It has been eighteen years since I lived in Paris. Eighteen entire years. For me, Paris was a turning point in my life. I was young, free, educated and ready to explore the world. In 1993, shortly after the new year my mom and I boarded a plane from Minneapolis to Paris where I would be living for the next six months on a study abroad program through the University of Wisconsin. I t was a dream of mine for years and at twenty-one I was finally following my dreams.
I first set eyes on Paris at the young, ripe, adolescent age of thirteen. My mother and father, both avid travelers (see my first post ever titled “The wood-paneled station wagon“) had always wanted to take us children to Europe. Throughout our childhood, we had always heard stories about it. My father had visited several European cities while he was in the navy, stemming his life-long passion for the continent. My parents had eloped in Switzerland at the tender age of 23 and 25 and spent three months backpacking all over Europe on less than $2 a day. For my sister and me, Europe represented a place of legend, offering mystique, wonder and fascination in our young, romantic, girly minds. We had dreamed of going there as we lived through my parents’ multitude of stories.
Then one day in 1984 it actually happened and it was all the result of spending three, long, miserable days being “bumped” in the Dallas-Fort Worth Airport. You see, back in the 80s airlines always used to overbook their flights, especially during the holidays. It just so happened that my grandparents lived in Harlingen, a southern Texan town near the Mexican border. Every single Christmas (until I was 15 years old), my entire family went to Harlingen for a week. Usually we drove, jam-packed, a family of five along with our Irish Setter in tow, we crammed into our wood-paneled diesel station wagon and drove the long three days from Minnesota to southern Texas, fighting all the way. It was pure hell. Nothing was ever fun about those drives. We were constantly fighting, never really sleeping, and miserably bored for most the ride. This was before DVD players, before computers or any kind of real electronic or portable games. So we had to pass the time fighting, driving my parents mad or playing “I spy”. Plus we usually drove in late December meaning the weather and road conditions were questionable and sometimes darn right dangerous. After almost killing the entire family spinning out on an icy overpass at 2 am, my mom and dad decided to pay the bucks and fly for the next Christmas.
That Christmas flight ended up being my lucky pass to Paris. The flights were outrageously overbooked. Desperate, American Airlines was offering over $300 travel voucher per ticket. For a family of five, this meant a lot of dough. Thus to our chagrin, my mom and dad continually jumped at the chance to “bump” us to the next flight over and over again until we ended up spending three full days in the Dallas airport! I believe this was even worse than the car ride given our grumpy, awful, outrageous behavior. Yet, we made enough money in travel vouchers to send the entire family to Europe the following summer! Thus in the end, despite the misery, boredom and never-ending fighting, three days in the airport was nothing compared to a trip to Europe!

## What the task requires:
Write the next part of the Paris memoir above, starting right after its last sentence.

(Some records)
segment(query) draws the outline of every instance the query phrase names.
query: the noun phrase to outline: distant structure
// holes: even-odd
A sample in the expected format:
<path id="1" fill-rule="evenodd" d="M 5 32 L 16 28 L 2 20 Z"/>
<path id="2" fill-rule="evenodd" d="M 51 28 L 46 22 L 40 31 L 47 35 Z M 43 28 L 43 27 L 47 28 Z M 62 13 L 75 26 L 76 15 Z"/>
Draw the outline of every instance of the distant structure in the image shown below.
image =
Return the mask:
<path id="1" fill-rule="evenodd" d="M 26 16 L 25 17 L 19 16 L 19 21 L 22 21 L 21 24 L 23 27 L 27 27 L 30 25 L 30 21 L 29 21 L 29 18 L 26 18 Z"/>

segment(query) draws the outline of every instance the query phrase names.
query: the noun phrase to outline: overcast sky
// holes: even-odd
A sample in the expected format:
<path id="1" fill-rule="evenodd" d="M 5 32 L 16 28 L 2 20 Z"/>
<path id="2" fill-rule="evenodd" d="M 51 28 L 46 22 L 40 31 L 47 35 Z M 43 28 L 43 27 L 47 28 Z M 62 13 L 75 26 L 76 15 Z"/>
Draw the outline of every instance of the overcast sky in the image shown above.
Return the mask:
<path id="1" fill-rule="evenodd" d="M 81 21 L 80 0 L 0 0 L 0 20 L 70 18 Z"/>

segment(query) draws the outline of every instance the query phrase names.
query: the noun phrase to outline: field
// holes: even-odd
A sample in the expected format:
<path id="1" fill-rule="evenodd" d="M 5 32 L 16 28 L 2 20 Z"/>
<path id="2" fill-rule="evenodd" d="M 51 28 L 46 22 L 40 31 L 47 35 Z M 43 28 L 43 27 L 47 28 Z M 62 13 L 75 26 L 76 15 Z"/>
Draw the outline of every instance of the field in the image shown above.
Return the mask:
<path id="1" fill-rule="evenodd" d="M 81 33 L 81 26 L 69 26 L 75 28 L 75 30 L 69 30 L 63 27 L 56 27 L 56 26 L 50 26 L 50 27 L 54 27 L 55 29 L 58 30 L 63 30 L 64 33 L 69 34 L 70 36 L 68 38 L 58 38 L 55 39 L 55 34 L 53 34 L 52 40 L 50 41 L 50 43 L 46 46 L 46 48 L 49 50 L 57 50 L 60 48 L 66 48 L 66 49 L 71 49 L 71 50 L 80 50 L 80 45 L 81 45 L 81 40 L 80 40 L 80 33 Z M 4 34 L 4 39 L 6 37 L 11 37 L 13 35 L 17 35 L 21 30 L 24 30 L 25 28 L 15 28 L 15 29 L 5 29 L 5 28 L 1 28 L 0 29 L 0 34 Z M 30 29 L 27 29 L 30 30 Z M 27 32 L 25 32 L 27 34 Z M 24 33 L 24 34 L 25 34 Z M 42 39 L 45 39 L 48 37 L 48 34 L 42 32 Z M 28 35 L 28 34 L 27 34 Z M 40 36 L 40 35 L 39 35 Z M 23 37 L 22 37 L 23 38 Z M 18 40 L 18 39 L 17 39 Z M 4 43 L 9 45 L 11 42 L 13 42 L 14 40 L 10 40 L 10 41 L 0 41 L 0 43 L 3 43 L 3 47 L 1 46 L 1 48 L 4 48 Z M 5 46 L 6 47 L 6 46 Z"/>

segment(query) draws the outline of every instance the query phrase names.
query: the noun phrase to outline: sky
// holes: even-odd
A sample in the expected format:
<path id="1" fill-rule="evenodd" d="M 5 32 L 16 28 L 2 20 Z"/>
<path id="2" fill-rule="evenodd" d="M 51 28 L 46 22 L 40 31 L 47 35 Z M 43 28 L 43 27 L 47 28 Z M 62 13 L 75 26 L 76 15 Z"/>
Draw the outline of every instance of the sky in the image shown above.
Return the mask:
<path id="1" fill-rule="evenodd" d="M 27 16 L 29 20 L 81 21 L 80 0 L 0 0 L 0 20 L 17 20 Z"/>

## Response to this task:
The following June, we packed our bags and were off to my first trip overseas. I remember it clearly. I had permed, dyed blond hair, a full set of braces and was still somewhere between a girl and a woman. I was at that terrible age where my mother once informed me that she “didn’t know me anymore”. Puberty was hell yet at least I was on my way to Europe.
I’ll never forget the first time I saw Paris. The beauty, the romance, the aura enraptured my teenage heart and soul like nothing I’d ever felt. It was love at first sight and I knew that I’d be back. I made a promise to myself right then and there, standing looking at the Eiffel Tour, that I would someday study abroad here. And, that, eight years later, I did. I spent my junior spring semester abroad studying at the Sorbonne in the Latin Quarter of Paris, and then stayed on as a fille au pair (nanny) for a French family in rural France. My semester abroad was one of the best experiences of my life. I loved Paris with all my heart. It was a young, dreamy girl’s dream. It was incredibly beautiful, hip, romantic, charming, mystifying, big and international. I could walk for hours never once getting bored and always finding something fascinating to look at. I could spend an entire day sitting in one of the many perfectly manicured parks watching the endless display of PDA (aka love). I could spend even more time eating at one of the delicious patisseries, boulangeries or multitude of French or ethnic restaurants. Or I could just sit there at an outdoor cafe in the heart of Paris on a sunny day watching the world go by. My six months in Paris felt like living in a dream, especially for an overly romantic, coming of age, young woman.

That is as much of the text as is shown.